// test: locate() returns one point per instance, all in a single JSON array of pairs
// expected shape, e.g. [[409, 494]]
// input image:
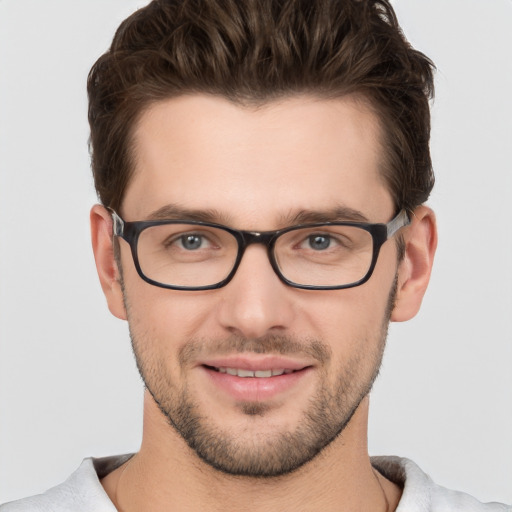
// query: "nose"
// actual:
[[256, 302]]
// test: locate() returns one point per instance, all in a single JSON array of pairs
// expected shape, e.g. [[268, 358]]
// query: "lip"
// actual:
[[256, 363], [255, 389]]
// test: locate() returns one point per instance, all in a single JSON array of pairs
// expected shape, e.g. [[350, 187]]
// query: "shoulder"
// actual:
[[421, 494], [81, 491]]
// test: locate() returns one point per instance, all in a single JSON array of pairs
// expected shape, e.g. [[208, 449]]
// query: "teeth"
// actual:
[[238, 372], [263, 373]]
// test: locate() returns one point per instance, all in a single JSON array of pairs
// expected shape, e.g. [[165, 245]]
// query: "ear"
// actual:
[[110, 277], [420, 239]]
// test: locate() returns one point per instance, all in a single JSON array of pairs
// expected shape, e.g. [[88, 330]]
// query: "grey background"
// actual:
[[68, 385]]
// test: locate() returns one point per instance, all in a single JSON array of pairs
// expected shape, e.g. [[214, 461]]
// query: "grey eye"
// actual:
[[319, 242], [191, 242]]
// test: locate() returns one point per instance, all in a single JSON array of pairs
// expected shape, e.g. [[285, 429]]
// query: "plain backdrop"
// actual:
[[68, 385]]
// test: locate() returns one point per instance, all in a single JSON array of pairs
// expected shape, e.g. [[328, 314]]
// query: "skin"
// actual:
[[261, 167]]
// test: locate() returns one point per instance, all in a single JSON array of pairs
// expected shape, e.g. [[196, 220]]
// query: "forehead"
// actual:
[[256, 165]]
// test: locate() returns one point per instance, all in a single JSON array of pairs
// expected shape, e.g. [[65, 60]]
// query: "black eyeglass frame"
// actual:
[[380, 233]]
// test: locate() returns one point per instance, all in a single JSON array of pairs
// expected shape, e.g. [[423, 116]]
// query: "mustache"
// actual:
[[270, 344]]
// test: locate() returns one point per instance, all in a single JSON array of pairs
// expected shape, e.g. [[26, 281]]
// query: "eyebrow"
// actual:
[[302, 216]]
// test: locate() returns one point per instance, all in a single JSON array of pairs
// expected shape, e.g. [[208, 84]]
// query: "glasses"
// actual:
[[193, 255]]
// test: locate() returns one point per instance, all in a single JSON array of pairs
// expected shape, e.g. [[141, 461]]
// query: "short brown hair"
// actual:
[[256, 51]]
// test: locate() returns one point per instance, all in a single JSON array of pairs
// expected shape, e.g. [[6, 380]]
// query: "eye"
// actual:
[[319, 242], [191, 241]]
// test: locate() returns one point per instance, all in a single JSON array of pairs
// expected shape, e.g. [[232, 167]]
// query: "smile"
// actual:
[[240, 372]]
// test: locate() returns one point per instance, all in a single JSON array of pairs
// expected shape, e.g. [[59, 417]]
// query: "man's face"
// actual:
[[259, 169]]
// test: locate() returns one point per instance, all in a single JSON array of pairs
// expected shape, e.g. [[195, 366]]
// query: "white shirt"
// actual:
[[83, 492]]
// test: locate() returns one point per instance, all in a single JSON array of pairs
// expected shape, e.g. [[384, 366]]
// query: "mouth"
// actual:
[[249, 380], [259, 374]]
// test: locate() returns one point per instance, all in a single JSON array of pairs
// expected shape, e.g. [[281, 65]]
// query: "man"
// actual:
[[262, 168]]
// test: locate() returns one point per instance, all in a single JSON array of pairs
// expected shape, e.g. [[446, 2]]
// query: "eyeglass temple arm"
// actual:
[[117, 223], [401, 220]]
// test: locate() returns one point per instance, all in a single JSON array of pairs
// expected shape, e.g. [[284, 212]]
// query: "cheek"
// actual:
[[168, 317]]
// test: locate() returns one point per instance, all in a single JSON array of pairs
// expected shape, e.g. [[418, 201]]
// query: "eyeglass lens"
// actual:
[[194, 256]]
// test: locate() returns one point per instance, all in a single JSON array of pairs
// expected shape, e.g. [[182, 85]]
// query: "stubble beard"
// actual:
[[249, 453]]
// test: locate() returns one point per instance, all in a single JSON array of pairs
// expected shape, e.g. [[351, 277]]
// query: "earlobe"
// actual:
[[108, 273], [414, 271]]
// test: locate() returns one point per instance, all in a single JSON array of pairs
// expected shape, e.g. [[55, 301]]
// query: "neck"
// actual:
[[167, 472]]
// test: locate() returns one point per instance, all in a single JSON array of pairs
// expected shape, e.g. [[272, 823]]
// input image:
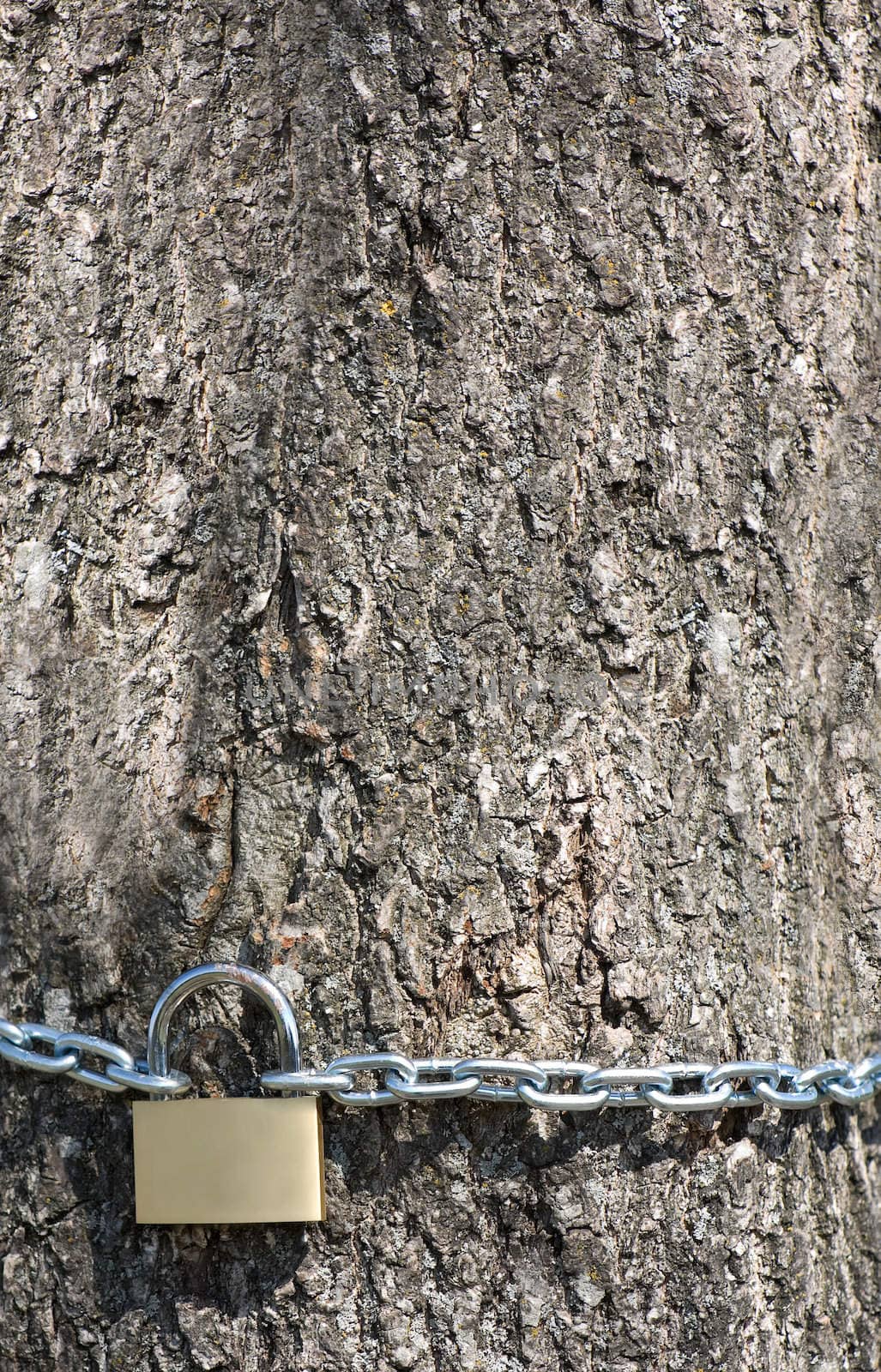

--- What is required ---
Among the lines of the data, identify those with the word "grey". Copy each of them.

--- Result of the task ---
// query: "grey background"
// query: "grey eye"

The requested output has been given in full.